[Excerpts of location labeling data]
+ + + + +

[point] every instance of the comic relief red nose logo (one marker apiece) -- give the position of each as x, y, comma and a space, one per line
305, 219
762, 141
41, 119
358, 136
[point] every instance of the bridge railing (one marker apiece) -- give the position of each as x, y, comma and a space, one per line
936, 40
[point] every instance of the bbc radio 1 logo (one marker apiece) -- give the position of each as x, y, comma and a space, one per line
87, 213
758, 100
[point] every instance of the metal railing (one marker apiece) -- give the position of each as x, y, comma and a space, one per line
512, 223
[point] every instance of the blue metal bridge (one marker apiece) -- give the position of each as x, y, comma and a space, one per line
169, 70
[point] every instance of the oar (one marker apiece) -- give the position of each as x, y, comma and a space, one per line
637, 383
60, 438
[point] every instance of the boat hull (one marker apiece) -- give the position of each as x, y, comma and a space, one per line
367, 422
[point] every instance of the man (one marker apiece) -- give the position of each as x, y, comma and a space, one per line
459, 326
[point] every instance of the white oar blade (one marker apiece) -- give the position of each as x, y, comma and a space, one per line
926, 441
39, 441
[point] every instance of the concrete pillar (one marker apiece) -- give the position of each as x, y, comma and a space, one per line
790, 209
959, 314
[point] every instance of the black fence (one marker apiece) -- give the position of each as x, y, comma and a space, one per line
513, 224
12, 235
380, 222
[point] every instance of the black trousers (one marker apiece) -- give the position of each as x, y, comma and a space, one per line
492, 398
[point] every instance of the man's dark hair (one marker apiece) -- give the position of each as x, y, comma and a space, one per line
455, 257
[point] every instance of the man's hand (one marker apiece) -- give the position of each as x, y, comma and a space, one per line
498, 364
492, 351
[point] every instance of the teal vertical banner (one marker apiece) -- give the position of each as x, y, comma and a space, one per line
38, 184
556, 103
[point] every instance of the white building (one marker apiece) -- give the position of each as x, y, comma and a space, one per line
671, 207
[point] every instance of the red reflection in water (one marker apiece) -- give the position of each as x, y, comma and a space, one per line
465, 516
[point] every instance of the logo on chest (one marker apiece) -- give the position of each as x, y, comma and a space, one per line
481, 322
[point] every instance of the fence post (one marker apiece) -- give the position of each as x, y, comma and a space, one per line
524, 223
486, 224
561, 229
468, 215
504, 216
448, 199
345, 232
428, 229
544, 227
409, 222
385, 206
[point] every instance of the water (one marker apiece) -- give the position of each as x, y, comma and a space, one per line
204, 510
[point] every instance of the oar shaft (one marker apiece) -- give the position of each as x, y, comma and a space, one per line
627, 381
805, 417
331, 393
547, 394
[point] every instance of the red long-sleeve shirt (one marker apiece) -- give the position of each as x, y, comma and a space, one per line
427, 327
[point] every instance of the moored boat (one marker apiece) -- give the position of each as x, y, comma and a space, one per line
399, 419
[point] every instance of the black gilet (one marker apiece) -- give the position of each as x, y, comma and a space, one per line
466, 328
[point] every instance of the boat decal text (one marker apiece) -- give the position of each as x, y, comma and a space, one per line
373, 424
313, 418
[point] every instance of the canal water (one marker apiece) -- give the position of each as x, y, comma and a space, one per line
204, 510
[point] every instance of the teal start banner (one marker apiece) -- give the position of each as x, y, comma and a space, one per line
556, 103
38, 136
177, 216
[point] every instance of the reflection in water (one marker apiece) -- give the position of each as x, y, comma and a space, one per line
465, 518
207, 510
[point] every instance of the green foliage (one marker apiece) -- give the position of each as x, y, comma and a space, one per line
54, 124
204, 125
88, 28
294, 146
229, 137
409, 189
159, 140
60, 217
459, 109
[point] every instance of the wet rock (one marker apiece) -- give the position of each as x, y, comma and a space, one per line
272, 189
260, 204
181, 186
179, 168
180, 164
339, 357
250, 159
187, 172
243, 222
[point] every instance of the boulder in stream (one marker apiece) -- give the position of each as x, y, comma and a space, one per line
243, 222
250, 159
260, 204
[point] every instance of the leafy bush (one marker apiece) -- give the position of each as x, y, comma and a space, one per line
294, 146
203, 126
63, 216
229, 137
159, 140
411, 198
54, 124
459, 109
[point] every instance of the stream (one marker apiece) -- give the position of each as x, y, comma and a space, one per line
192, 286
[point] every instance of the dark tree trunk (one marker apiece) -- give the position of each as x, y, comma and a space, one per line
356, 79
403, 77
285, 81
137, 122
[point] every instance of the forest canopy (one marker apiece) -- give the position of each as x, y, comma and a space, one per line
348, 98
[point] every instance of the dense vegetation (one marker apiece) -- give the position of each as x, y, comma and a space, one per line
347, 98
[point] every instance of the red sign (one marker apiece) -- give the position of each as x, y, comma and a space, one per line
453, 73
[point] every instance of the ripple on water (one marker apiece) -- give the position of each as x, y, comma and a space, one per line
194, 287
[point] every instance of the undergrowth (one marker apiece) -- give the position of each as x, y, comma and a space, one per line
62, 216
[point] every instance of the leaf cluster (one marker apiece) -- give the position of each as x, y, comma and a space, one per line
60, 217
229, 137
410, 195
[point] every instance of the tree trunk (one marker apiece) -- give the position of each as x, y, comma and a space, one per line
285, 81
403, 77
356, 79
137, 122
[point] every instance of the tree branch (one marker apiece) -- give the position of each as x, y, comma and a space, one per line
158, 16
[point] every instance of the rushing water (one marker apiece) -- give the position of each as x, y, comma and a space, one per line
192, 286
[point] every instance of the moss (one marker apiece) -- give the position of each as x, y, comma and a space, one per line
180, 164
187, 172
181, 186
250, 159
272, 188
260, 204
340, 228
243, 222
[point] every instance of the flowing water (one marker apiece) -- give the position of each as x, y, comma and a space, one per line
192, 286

+ + + + +

## YOUR TASK
Can you quote exactly the lines from the one containing "[point] every instance of the ripple" through the last line of the records above, and nothing else?

## FINISHED ANSWER
[point] every instance of the ripple on water (one marker apiece) -- give the position of each as x, y, comma and a space, one per line
194, 287
[point] every instance of the undergrowth (one marker apiece) -- give the position of each as x, y, comma and a space, one per line
62, 216
[point] every instance of the leaf cluster (one marker apiece) -- give the position of each as x, y, comma and a space, one per line
60, 217
229, 137
410, 195
[point] every instance of the tree trunk (one marker apiece) -- give the position of each as x, y, comma and a space, one per line
285, 81
403, 77
356, 79
137, 122
[point] every instance of the tree branch (one marker apiece) -- give the position of each as x, y, comma and a space, one per line
158, 16
[point] every instance of the rushing water (one marker apiece) -- give the position of each as x, y, comma and a space, one per line
192, 286
[point] every instance of the moss (one marker apiece) -- give the position of each as x, y, comma and a space, one per line
180, 164
187, 172
181, 186
250, 159
272, 188
260, 204
340, 228
243, 222
[point] every instance of the flowing water (one marker apiece) -- give the position of each as x, y, comma and a space, one per line
192, 286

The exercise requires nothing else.